### Tujuan Tugas
Tulis ulang seluruh teks di bawah tentang ponsel yang berbunyi saat shalat, tanpa mengubah satu huruf pun.

Wednesday, September 19, 2018

Akibat lupa matikan hp, Si Tom juga akhirnya ikut shalat


Oleh Siswo Khusyudhanto
Shalat dhuhur tadi sempat terganggu, dan sekaligus prihatin dengan teman jamaah sebelah saya. Mungkin karena lupa matikan hpnya dan ketika masuk ke kantong tertekan gerakan shalat, terbuka aplikasi Talking Tom, akhirnya ketika imam menyuarakan aba2 shalat si Tom yang terkenal latah ikut menirunya, "Allahu Akbar."..dan seterusnya...sampai salam, dan si pemilik mungkin karena tidak ada ilmu dalam menghadapi demikian dia terus saja shalat, akhirnya suara Tom terdengar terus dan itu jelas menganggu kekhusyukan shalat dirinya dan juga orang lain.
Selesai shalat kemudian saya kasih tau pemilik hp bahwa dalam keadaan demikian kita boleh mengambil hp di kantung dan mematikannya, untuk smartphone tidak terlalu ribet, mungkin cukup pakai satu tangan saja sudah dapat dilakukan.
Jadi makin sadar pentingnya ilmu sebelum beramal, waallahua'lam.

Shalat Khusyuk bukan berarti harus mati rasa


Oleh Siswo Khusyudhanto
Sehari kemarin tak terasa sudah dua kali mengingatkan seseorang mengenai hp yang dalam posisi aktif ketika shalat, dan mereka membiarkan saja hpnya aktif dan meneruskan shalatnya, sehingga bunyi yang dihasilkan oleh hp orang itu menganggu dirinya dan juga orang sekitarnya. Hal ini mungkin disebabkan seperti dipahami kebanyakan orang bahwa namanya shalat khusyuk adalah melakukan shalat tampa peduli keadaan sekitarnya. Padahal melakukan gerakan mengambil hp itu kemudian mematikan masuk pada gerakan yang diperbolehkan karena ada hajat disana, waalahua'lam.

### Data Tercatat
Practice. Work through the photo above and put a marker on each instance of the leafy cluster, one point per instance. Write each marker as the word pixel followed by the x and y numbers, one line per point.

### Jawaban Latihan
Wednesday, September 19, 2018

Akibat lupa matikan hp, Si Tom juga akhirnya ikut shalat


Oleh Siswo Khusyudhanto
Shalat dhuhur tadi sempat terganggu, dan sekaligus prihatin dengan teman jamaah sebelah saya. Mungkin karena lupa matikan hpnya dan ketika masuk ke kantong tertekan gerakan shalat, terbuka aplikasi Talking Tom, akhirnya ketika imam menyuarakan aba2 shalat si Tom yang terkenal latah ikut menirunya, "Allahu Akbar."..dan seterusnya...sampai salam, dan si pemilik mungkin karena tidak ada ilmu dalam menghadapi demikian dia terus saja shalat, akhirnya suara Tom terdengar terus dan itu jelas menganggu kekhusyukan shalat dirinya dan juga orang lain.
Selesai shalat kemudian saya kasih tau pemilik hp bahwa dalam keadaan demikian kita boleh mengambil hp di kantung dan mematikannya, untuk smartphone tidak terlalu ribet, mungkin cukup pakai satu tangan saja sudah dapat dilakukan.
Jadi makin sadar pentingnya ilmu sebelum beramal, waallahua'lam.

Shalat Khusyuk bukan berarti harus mati rasa


Oleh Siswo Khusyudhanto
Sehari kemarin tak terasa sudah dua kali mengingatkan seseorang mengenai hp yang dalam posisi aktif ketika shalat, dan mereka membiarkan saja hpnya aktif dan meneruskan shalatnya, sehingga bunyi yang dihasilkan oleh hp orang itu menganggu dirinya dan juga orang sekitarnya. Hal ini mungkin disebabkan seperti dipahami kebanyakan orang bahwa namanya shalat khusyuk adalah melakukan shalat tampa peduli keadaan sekitarnya. Padahal melakukan gerakan mengambil hp itu kemudian mematikan masuk pada gerakan yang diperbolehkan karena ada hajat disana, waalahua'lam.